§ Activity list
• A. Answer these questions from the post on movie theater manners:
(i) What does the post say not to bring into the theater at all?
(ii) Which animated film is named as one that could traumatize a six-year-old?
(iii) Why do kids raised on DVDs stop a film, according to the post?
• B. Extend the post on movie theater manners with further text that picks up after its final sentence.
[[ Source document, beginning ]]
Thursday, November 22, 2012

How to behave in a movie theater

If you're any kind of film buff, you know that we live in an age of uncountable riches. Titles from all over the world, representing close to the entire range of cinematic history, are available at our fingertips. But there's one unfortunate side effect to this plenty: in the age of DVDs and Netflix, people have forgotten (or have never learned) how to behave themselves in a movie theater. So shed your couch potato ways and school y'selves!
  1. Don't even bring your phone into the theater.
  2. Don't bring an infant into any movie. If you can't afford a sitter, you can't afford to see the movie in theaters. Period.
  3. If you're going to take children to a movie, do your homework. Movie reviews exist for a reason. The best reviewers give an informed opinion without completely spoiling the plot. Likewise, the MPAA rating system is imperfect, but most movies are rated PG, PG-13 and R for a reason. You really want your six-year-old sleeping in bed with you for a month after being traumatized by Akira, because you just assumed all animated films were kid-friendly?
  4. Even if they're usually well-behaved, most kids don't know how to sit through a movie. They were raised on DVDs, where they can stop the film at any time to ask questions, get a snack or go potty. Kids who are not trained will scream, cry, wander around and ask questions in their "outside voices" the whole time. You will have to teach them how to behave. That means you have to go with them. Don't you dare treat the theater like a drop-in babysitting service. I will find you.
[[ Source document, end ]]
[[ Given records, beginning ]]
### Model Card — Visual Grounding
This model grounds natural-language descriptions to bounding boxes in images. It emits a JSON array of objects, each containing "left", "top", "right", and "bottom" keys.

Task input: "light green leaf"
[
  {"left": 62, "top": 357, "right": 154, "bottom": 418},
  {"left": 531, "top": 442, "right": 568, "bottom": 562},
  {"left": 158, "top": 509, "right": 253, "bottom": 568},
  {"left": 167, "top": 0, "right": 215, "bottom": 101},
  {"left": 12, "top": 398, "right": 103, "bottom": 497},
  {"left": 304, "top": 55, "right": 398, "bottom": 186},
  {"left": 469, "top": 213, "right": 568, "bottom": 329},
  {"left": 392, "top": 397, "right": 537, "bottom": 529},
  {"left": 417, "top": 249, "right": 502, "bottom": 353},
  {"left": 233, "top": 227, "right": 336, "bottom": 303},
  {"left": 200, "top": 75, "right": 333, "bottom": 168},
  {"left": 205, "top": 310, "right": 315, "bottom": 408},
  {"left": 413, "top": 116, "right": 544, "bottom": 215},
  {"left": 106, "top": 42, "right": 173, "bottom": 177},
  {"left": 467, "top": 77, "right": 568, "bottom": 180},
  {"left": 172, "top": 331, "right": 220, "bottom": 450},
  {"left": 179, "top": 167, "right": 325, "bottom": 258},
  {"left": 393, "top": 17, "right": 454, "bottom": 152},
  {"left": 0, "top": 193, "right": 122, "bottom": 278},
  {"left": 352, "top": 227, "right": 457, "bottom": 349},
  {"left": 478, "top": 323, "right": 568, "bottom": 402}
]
[[ Given records, end ]]
§ Answers for this exercise
• A.
(i) Your phone.
(ii) Akira.
(iii) To ask questions, get a snack or go potty.

• B.
  5. On the flip side of the equation, if you're seeing a movie primarily marketed to children, you lose the right to whine about how the theater has too many rugrats. If you can't stand kids, go see a late-night showing of the film.
  6. You came to watch the movie, so watch the movie. It's OK to laugh, cry, "aww," even gasp in the theater (as long as the movie's actually scary), but wait to discuss the plot points afterward. Don't sing along with musicals, unless you're at a screening that encourages audience participation. And no matter how much common sense and/or lung capacity you possess, the people on the big screen aren't going to hear or heed your unsolicited advice.
  7. Concessions are meant to be food, not ammunition. No matter how annoying the kid in front of you is being, that doesn't give you the right to fling popcorn and Junior Mints at the back of his head. You can, however, talk to his parents or an usher and get him removed from the theater if he's being a real twerp.
  8. If you take it into the theater with you, carry it out when you leave. Yes, that means popcorn buckets, candy wrappers and soda cups. Put them in the trash as you go; don't just leave them for the ushers.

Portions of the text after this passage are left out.